DATA FOR THIS TASK:
************

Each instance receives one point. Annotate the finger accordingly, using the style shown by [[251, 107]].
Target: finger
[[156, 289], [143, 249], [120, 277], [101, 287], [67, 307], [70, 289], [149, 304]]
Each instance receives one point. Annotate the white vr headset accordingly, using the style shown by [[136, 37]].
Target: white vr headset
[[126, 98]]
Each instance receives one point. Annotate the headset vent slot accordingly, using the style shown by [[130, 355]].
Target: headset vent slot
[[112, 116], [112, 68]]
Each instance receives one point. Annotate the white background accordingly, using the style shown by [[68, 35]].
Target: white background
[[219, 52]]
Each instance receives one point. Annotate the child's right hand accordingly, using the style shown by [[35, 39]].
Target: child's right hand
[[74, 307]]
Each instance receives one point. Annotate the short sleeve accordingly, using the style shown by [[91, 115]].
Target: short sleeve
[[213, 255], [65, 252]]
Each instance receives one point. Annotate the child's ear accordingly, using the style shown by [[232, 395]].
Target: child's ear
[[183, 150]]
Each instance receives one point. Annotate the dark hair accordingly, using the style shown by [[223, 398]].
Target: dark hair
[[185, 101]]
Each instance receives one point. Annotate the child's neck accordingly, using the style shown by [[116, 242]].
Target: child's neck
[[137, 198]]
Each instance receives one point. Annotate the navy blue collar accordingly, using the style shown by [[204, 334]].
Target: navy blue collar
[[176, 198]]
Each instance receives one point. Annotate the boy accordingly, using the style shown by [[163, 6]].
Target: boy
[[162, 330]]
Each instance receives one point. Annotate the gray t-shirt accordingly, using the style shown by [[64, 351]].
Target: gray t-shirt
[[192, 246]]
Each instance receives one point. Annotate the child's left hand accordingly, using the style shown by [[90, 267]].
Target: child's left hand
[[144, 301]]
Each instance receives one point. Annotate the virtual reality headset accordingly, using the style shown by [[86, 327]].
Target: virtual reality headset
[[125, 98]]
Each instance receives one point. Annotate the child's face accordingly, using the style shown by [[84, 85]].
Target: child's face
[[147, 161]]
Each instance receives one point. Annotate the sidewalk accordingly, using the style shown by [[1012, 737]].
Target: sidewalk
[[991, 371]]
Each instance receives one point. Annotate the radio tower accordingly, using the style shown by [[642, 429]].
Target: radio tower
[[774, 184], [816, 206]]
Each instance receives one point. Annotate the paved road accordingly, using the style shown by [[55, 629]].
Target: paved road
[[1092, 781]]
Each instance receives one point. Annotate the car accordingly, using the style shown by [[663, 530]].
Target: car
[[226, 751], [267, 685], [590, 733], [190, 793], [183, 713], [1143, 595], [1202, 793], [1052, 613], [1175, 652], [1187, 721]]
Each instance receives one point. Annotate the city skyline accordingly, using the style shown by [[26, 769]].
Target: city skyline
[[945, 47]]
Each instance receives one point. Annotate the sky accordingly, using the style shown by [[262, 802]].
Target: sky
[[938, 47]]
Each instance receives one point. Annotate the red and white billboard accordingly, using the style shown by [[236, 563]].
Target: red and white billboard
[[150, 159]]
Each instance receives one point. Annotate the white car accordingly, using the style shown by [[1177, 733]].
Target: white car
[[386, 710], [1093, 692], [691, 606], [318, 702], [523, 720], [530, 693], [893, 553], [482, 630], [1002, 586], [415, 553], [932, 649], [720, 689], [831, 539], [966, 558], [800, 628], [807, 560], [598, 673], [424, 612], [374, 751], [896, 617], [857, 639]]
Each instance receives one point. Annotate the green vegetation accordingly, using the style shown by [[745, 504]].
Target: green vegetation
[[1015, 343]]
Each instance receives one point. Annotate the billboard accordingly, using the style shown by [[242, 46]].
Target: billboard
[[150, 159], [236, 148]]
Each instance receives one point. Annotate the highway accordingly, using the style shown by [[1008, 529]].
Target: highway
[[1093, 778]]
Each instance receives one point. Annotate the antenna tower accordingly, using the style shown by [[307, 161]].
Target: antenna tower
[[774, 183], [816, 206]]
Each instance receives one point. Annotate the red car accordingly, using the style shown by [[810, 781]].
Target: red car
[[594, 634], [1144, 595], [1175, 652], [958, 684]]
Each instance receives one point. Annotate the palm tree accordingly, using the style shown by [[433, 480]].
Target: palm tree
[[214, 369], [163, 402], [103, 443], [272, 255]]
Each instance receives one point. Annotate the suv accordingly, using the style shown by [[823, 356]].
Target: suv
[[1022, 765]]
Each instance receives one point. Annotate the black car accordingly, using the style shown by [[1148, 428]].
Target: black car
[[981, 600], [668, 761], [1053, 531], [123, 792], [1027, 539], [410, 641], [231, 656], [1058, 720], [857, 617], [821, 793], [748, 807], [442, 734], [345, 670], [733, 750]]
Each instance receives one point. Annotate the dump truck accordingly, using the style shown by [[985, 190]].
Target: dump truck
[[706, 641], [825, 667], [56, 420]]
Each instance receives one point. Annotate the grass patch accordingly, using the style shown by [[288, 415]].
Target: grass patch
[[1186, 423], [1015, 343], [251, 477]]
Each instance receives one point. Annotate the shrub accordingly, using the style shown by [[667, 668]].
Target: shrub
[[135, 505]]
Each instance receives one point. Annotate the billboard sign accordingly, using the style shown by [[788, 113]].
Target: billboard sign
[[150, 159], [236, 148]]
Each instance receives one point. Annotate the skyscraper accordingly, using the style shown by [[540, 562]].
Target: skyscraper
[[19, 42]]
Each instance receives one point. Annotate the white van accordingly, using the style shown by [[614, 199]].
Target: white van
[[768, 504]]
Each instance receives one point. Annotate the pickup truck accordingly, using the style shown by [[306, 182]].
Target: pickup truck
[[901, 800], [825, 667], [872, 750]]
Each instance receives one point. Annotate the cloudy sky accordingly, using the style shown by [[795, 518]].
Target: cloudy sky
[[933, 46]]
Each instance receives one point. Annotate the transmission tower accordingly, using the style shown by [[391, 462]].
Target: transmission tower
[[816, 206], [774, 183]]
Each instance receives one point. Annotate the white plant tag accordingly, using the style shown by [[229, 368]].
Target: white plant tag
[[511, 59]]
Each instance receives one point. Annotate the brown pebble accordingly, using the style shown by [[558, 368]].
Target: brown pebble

************

Can you update the lines starting at the first one and ending at the one that contains "[[162, 330]]", replacing "Annotate" with "Label" and leaving everything else unchanged?

Each instance receives one point. Label the finger accordingly, using the style shown by [[251, 107]].
Target: finger
[[156, 289], [143, 249], [120, 277], [101, 287], [67, 307], [70, 289], [149, 304]]
Each instance receives one point. Label the white vr headset accordingly, using the style shown by [[136, 37]].
Target: white vr headset
[[126, 98]]
Each instance receives one point. Label the headset vent slot accordingly, using the style shown by [[130, 355]].
Target: headset vent slot
[[112, 116], [112, 68]]
Each instance receives one point. Label the white background accordingly, using the style shown by [[68, 35]].
Target: white background
[[219, 52]]
Each instance receives one point. Label the child's right hand accordingly, using the style shown by [[35, 39]].
Target: child's right hand
[[74, 307]]
Each instance receives one point. Label the short sleeve accordingly, using the style shown by [[91, 115]].
Target: short sleeve
[[213, 255], [65, 252]]
Each instance receives one point. Label the child's ear accordingly, using the style shown by [[232, 395]].
Target: child's ear
[[183, 150]]
Each instance receives one point. Label the dark hair accordingly, using the style shown by [[223, 398]].
Target: dark hair
[[185, 101]]
Each instance receives one point. Label the child's neck accordingly, using the style shown by [[116, 242]].
Target: child's neck
[[137, 198]]
Each instance receives one point. Label the navy blue collar accordingly, using the style shown by [[204, 334]].
Target: navy blue collar
[[176, 198]]
Each instance receives one point. Label the boy accordingly, using the style shown by [[163, 6]].
Target: boy
[[162, 330]]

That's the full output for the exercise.